## BEGIN Excerpted text

And then he spends the rest of his life in Bethlehem at the
Church of the Nativity. So you can see, this is a very
well-traveled man for someone living in the ancient world.
This is a lot of miles to cover. And he covers quite a few of
them. And he lives both in the East
and the West. Notice Rome is not even labeled,
but Greece is called Roman on the map. So you at least get
an idea of some of the places. So he's well traveled, and that's
important for him in understanding, as someone who knows the Greek
really well and knows the Hebrew really well, he not only understands
the language, but he understands the nuances and the syntax and
all of these things that are really important for understanding
and being able to use language well. You know, you've probably
spoken to somebody where English is their second language and
maybe there was a joke made in around them and they totally
don't get it only because they don't understand the nuances
of the language enough to be able to pick up on that. Jerome
knows Greek and Hebrew well enough where he picks up on nuances
of the language and is able to help us to understand that. So he's definitely a scholar. We're told he's not a bishop
nor a pastor of a church as Ambrose and Augustine were, nor was he
a theologian in the strictest sense of the term. So primarily,
Jerome is a linguist. He's somebody who understands
the language. But it doesn't mean he's not
one who's preaching and teaching in that. Perhaps, this is Hughes
Oliphant Old, perhaps no Christian scholar of his period searched
out more thoroughly and more systematically the meaning of
scripture. He asked the kind of penetrating questions about
the interpretation of the scriptures, which distinguishes solid scholarship
from speculation. He carefully studied the original
languages. He critically studied questions
of authorship, textual criticism, and canonicity. He was well read
in the commentaries of earlier generations of Christians and
was well acquainted with the interpretations of Jewish scholars. So Jerome is very well read and
his scholarship includes a lot of writing. We're told that He
writes commentaries and you can look these up. Commentaries on
Isaiah, Jeremiah, Ezekiel, the 12 minor prophets. I remember
when we talked about Augustine, Augustine rarely touched the
Old Testament. Augustine lived a Western life
in the Western world and was in the New Testament as a Western
book and rarely dipped into the Old Testament other than bringing
illustrations in from the Old Testament. Where Jerome is almost
the opposite, where he dives deeply into the Old Testament
and is able to expound these in a Christ-centered way. He
also writes commentaries on the Gospel of Matthew. Galatians,
Ephesians, and Titus and Philemon. We also know that he has hundreds
of letters, 40% of which are to women, advising them on proper
Christian dress and behavior. Many promoted ascetic living
despite being dignitaries and wealthy women. Others talk about
women seeking scholarly endeavors and study. The letters often
served a form of mentorship. So he had no problem saying to
women that they had the same intellectual abilities as men
and encouraged them to pursue intellectual studies and to pursue
the study of the scriptures. That's something really great.

## END Excerpted text

> _What the exercise asks_: In the lecture passage about Jerome, what share of his letters were written to women?

## BEGIN Information supplied

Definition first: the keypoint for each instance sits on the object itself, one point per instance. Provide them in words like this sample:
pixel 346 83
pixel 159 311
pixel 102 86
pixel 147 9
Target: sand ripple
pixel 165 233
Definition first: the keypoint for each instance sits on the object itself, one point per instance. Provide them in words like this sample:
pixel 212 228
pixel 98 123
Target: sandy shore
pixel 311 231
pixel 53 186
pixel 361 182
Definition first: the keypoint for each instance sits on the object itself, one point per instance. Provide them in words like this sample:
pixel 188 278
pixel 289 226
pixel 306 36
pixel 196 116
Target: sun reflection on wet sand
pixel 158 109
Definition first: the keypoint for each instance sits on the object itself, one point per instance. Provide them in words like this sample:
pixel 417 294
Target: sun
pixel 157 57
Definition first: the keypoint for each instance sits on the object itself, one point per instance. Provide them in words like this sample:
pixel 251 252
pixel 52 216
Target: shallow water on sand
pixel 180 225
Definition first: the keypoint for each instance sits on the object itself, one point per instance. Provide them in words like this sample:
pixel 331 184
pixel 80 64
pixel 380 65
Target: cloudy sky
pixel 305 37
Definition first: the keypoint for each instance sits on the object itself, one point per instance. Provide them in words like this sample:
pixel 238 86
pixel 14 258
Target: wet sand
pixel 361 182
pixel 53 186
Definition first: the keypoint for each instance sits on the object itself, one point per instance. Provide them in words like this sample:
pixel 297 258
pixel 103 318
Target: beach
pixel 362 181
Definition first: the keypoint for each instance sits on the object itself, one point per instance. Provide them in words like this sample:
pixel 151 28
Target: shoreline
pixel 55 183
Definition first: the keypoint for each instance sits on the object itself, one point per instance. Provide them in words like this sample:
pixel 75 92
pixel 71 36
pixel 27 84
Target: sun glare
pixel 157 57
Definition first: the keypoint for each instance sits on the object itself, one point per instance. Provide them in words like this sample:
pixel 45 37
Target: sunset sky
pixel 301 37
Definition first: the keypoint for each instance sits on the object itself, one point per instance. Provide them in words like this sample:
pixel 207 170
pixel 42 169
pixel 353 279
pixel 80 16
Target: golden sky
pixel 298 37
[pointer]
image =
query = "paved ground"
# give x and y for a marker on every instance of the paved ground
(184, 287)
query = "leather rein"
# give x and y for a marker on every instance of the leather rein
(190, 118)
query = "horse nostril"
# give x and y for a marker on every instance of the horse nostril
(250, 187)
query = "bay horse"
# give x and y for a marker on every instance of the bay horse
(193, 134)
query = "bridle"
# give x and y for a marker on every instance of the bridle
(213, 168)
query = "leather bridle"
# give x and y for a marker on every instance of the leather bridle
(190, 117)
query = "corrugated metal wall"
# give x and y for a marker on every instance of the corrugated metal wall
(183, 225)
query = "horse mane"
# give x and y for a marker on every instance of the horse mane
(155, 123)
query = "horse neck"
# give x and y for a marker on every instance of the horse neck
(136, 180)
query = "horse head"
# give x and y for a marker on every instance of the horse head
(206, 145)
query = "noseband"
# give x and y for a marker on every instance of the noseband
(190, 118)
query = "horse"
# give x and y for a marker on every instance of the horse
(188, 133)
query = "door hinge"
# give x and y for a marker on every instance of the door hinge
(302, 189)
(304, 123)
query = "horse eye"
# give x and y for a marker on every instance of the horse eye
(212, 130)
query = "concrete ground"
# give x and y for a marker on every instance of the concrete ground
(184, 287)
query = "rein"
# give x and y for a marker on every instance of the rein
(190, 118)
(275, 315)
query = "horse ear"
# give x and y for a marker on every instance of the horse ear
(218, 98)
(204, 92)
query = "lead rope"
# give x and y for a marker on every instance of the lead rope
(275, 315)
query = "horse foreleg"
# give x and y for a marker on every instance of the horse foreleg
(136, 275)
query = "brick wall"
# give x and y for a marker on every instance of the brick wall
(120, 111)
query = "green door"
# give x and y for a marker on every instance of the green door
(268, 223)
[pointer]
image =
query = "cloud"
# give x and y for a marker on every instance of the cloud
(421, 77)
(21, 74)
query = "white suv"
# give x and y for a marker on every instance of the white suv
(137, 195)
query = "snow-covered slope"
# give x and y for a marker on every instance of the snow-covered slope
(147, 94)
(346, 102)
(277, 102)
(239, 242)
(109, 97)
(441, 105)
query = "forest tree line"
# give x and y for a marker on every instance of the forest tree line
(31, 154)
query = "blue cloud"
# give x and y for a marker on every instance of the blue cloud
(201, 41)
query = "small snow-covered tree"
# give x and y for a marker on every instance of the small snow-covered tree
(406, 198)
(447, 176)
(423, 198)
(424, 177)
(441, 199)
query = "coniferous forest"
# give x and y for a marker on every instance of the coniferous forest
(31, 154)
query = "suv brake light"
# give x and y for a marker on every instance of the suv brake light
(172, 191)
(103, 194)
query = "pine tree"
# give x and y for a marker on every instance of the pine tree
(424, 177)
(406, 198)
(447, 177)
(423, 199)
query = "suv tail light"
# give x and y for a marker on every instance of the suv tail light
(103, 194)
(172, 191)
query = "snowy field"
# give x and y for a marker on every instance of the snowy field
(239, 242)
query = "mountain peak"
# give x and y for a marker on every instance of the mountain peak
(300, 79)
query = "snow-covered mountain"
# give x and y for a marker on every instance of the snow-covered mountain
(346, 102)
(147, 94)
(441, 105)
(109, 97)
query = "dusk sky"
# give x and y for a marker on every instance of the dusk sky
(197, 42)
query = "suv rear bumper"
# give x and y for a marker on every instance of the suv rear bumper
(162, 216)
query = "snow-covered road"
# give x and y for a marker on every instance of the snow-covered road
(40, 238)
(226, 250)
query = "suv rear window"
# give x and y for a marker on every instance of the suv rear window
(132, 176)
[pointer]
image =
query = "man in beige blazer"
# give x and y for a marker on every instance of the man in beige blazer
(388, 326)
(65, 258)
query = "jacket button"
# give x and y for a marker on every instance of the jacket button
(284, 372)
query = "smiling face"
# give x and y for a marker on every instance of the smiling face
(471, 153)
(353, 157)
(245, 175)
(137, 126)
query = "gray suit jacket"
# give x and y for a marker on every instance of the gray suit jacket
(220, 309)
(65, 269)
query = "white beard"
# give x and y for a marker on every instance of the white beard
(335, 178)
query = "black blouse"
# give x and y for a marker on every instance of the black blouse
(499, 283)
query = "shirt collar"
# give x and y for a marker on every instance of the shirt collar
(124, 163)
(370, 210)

## END Information supplied

> _Response_: 40% of his hundreds of letters were written to women.